Let’s jump in at Philippians 1:19. Paul says he’s imprisoned in Rome. That’s not an easy place to be. He will die there. Nero will kill him.

For I know that through your prayers and the help of the Spirit of Jesus Christ this will turn out for my deliverance, as it is my eager expectation and hope that I will not be at all ashamed, but that with full courage now as always Christ will be honored in my body, whether by life or by death (Philippians 1:19–20).

The Greek word for “honored” is megalynō. It has the word mega in it. He’s saying that Christ will be made much of, Christ will be made big. That’s what he wants — for Christ to be made big, made honored in his body whether by life or by death.

So, let’s just stop there before we read Philippians 1:21 and make sure you get this clear. I hope all of you can say this. If you can’t, ask the Lord while I’m talking to do it in you. May you be able to say, “It is my heart’s desire, my fond and deep and lasting expectation that in my body, this physical existence with which I have these lips and I have these hands, I want Christ to be made much of. I want Christ to look good on me. I want to so live that I make Christ look really good.”

Data listing
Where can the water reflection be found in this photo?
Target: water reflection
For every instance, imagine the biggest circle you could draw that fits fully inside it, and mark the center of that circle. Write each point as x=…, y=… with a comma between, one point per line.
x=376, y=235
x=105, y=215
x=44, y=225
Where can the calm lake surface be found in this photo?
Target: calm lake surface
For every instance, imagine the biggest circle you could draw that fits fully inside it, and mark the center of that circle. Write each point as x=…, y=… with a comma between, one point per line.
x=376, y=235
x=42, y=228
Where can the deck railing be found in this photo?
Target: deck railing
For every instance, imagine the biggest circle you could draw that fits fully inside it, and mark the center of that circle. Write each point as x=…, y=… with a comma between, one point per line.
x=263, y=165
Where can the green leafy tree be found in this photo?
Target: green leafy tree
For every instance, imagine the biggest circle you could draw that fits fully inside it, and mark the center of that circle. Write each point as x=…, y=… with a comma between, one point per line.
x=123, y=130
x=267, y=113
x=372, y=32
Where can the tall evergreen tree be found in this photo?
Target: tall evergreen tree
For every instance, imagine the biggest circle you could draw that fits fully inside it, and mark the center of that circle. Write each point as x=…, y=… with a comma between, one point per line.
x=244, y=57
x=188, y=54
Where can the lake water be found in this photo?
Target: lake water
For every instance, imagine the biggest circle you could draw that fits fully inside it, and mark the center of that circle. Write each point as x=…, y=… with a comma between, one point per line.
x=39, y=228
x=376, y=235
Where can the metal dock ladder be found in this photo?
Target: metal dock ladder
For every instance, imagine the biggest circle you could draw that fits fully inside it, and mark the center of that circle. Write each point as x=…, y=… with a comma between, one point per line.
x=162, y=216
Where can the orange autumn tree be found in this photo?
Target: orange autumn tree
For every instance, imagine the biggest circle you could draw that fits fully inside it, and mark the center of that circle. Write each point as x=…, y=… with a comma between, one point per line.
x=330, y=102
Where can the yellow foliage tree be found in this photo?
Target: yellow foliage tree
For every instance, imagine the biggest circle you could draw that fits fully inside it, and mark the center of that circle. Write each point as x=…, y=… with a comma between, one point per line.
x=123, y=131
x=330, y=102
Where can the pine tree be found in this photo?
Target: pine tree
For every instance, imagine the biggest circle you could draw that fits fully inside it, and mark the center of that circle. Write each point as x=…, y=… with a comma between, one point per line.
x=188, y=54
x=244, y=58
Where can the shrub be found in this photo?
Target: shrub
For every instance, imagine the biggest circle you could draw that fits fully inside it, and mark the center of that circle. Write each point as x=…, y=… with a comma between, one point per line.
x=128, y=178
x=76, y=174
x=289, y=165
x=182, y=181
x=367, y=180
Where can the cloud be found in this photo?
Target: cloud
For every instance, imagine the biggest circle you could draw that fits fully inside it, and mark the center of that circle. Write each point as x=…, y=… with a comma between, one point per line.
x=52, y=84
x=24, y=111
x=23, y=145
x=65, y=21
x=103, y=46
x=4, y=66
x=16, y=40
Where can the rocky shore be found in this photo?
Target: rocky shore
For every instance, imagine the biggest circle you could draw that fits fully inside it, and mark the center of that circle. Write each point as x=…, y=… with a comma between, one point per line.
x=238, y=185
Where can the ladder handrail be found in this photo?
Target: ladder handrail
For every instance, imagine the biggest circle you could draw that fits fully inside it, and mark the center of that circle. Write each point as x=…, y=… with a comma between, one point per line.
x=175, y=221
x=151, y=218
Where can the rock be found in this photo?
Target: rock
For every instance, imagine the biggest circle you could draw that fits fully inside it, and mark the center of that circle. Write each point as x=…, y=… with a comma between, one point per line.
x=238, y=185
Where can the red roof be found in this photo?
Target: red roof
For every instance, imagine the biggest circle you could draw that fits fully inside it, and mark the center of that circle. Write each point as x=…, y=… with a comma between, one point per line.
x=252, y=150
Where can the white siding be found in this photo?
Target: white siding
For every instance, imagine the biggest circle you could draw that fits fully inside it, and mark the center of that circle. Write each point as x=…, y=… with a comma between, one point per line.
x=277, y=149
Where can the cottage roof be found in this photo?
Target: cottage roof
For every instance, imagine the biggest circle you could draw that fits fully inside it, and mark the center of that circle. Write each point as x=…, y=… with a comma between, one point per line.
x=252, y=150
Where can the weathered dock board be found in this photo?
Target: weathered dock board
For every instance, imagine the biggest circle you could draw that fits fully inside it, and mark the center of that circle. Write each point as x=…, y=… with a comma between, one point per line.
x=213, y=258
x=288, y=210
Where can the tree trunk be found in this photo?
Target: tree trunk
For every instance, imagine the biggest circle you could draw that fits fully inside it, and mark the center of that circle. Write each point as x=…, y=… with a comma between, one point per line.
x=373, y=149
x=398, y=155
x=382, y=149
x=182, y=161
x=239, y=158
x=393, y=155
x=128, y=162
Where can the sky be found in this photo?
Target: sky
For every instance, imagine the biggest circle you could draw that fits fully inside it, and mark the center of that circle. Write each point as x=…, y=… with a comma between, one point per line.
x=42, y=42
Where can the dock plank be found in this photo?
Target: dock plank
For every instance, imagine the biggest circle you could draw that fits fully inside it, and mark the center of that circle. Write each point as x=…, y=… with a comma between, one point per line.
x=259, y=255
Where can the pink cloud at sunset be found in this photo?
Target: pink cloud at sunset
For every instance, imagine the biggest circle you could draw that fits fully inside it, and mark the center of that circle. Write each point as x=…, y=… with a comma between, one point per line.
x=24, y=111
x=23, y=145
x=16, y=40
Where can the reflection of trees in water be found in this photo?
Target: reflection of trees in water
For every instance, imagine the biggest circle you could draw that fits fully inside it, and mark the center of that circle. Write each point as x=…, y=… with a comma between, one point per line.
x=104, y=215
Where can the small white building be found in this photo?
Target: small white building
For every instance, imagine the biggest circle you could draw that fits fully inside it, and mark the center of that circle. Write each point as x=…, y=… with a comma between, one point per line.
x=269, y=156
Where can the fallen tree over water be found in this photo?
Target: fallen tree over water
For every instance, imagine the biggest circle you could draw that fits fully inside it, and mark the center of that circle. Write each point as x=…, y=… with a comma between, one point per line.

Task statement -> In the excerpt on Philippians, what Greek word is given for "honored"?

Output below -> Megalynō.